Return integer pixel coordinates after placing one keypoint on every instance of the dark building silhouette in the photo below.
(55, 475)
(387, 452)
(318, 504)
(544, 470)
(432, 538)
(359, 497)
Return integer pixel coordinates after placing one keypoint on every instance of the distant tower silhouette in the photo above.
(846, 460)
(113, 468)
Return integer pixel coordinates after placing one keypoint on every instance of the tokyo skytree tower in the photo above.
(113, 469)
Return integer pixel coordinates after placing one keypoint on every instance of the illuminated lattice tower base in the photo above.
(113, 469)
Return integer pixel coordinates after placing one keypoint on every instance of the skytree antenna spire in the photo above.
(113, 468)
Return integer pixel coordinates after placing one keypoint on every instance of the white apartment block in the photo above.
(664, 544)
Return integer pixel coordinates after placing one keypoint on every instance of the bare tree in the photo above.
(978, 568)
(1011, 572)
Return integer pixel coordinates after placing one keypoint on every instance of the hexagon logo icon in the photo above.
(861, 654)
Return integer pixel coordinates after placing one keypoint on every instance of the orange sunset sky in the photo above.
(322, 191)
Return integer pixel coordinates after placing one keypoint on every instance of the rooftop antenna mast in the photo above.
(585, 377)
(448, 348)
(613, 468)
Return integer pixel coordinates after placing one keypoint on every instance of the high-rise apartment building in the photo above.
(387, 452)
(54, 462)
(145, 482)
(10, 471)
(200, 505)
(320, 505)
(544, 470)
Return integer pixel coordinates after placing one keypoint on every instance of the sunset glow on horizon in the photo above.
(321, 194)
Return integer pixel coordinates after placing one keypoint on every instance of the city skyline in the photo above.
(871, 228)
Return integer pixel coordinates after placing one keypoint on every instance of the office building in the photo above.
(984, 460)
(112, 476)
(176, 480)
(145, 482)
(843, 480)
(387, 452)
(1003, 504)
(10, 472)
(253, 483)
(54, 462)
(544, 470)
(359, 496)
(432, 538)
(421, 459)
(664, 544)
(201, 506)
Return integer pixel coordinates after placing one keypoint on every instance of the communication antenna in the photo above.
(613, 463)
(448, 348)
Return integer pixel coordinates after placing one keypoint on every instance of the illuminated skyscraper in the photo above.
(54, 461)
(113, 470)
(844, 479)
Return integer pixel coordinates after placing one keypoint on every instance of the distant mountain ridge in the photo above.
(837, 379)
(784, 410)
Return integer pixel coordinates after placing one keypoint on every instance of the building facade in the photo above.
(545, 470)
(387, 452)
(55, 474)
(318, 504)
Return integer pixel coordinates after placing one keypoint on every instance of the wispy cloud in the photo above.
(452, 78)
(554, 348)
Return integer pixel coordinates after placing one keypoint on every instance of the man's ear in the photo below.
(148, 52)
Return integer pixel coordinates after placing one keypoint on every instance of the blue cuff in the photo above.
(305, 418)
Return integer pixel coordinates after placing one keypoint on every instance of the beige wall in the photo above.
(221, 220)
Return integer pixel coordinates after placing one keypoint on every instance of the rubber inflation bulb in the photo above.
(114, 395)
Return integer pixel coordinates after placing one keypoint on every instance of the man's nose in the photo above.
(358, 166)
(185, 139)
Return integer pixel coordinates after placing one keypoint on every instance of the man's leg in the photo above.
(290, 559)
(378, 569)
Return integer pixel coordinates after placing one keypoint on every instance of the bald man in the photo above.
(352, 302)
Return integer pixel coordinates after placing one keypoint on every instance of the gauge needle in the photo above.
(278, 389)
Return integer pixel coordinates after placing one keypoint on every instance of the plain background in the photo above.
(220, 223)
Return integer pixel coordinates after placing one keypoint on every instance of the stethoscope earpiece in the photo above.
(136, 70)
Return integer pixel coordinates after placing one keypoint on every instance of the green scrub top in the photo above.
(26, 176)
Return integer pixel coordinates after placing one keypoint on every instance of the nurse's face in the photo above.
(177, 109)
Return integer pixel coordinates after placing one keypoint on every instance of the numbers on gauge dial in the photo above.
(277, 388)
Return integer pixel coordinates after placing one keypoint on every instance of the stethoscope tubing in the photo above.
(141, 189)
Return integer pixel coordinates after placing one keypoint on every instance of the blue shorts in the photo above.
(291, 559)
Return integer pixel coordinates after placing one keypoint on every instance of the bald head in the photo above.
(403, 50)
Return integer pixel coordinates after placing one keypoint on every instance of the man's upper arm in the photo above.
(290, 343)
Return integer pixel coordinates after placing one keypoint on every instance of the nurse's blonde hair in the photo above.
--
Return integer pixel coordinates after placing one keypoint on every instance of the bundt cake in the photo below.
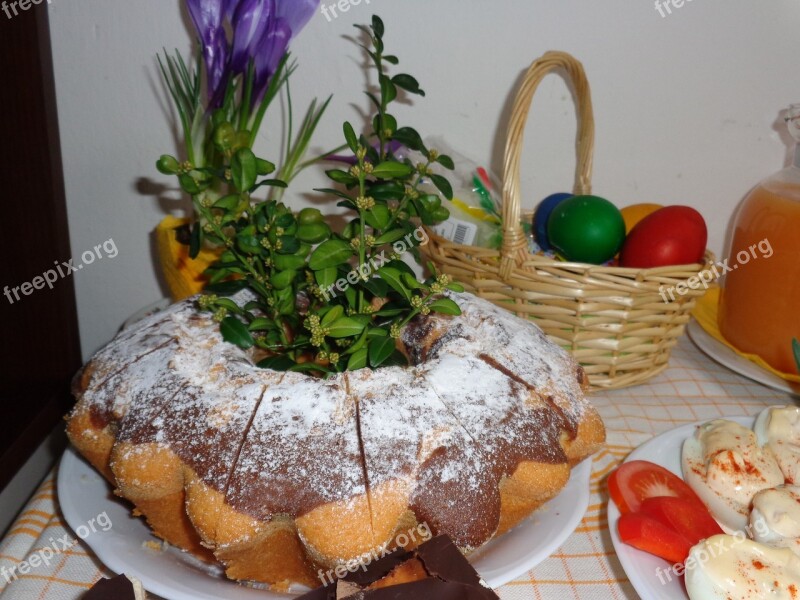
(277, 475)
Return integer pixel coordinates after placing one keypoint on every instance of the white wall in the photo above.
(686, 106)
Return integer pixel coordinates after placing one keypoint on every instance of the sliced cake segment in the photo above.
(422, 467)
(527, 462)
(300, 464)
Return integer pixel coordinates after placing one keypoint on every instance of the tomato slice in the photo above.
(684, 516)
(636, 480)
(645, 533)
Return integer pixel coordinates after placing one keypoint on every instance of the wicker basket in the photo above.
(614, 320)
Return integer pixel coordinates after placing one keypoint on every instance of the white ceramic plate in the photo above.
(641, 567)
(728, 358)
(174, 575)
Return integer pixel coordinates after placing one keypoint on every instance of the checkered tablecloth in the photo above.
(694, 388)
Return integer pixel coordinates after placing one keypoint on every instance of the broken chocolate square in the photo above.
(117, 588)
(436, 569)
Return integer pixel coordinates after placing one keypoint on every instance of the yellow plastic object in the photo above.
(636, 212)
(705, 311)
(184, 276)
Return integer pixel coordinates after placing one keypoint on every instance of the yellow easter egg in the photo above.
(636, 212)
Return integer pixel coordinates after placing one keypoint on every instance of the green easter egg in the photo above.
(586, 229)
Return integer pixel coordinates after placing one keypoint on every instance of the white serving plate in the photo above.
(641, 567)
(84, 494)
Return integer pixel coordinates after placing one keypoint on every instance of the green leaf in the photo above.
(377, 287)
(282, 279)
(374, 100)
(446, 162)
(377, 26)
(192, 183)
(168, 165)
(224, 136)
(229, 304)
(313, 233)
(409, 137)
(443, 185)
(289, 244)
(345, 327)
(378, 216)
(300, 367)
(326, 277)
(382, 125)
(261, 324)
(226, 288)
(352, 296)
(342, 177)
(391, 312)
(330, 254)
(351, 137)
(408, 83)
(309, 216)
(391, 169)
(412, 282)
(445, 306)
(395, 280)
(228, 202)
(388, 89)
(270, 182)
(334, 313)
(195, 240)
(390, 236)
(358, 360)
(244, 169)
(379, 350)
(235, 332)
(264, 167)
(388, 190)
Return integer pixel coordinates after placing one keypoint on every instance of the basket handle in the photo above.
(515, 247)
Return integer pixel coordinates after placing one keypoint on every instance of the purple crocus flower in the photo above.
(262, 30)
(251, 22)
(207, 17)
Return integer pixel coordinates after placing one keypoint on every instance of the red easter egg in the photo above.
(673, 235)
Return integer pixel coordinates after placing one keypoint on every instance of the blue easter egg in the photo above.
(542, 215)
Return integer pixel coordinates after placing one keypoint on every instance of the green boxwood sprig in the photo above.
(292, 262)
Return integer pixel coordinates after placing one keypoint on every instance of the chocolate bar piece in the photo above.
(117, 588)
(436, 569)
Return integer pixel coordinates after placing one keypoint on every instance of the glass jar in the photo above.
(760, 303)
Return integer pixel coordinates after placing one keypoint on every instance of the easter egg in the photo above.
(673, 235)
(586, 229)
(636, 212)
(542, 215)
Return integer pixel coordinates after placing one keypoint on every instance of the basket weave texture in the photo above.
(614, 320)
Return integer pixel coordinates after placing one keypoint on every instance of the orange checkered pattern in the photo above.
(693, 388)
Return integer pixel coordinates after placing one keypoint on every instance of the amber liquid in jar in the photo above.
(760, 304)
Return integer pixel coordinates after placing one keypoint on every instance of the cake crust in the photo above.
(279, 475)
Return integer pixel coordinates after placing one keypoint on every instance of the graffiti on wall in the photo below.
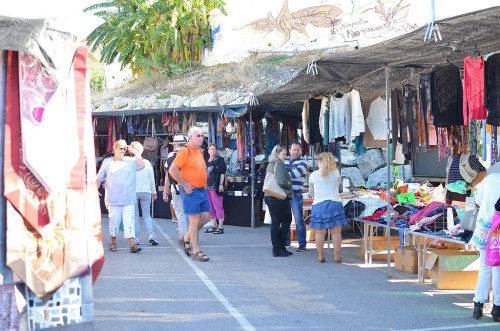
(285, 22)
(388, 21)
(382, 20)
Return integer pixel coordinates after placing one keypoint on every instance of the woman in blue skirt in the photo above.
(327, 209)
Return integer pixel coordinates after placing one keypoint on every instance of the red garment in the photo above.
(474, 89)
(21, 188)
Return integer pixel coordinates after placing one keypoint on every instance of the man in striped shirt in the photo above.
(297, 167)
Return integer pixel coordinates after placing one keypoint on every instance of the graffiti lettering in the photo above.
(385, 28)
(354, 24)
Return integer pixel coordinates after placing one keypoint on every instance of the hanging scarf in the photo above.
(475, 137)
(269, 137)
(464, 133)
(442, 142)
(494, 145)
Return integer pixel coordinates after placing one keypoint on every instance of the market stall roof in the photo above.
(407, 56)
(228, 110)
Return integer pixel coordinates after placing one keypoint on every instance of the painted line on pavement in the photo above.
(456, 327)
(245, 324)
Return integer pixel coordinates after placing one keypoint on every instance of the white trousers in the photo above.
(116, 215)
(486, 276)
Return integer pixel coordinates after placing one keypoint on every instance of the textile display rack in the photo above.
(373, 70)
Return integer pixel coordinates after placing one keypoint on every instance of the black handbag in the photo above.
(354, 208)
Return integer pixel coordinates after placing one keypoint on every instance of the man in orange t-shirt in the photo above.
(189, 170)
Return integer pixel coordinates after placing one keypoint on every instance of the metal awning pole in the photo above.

=== Your goal ===
Please find every line of the data above that contains the word "nurse" and copy each of those lines out in full.

=== Complete output ===
Return integer pixel coordinates after placing one keypoint on every instance of the nurse's face in the photo above.
Return integer pixel coordinates after placing one keypoint on every instance of the nurse's blonde hair in the photo above.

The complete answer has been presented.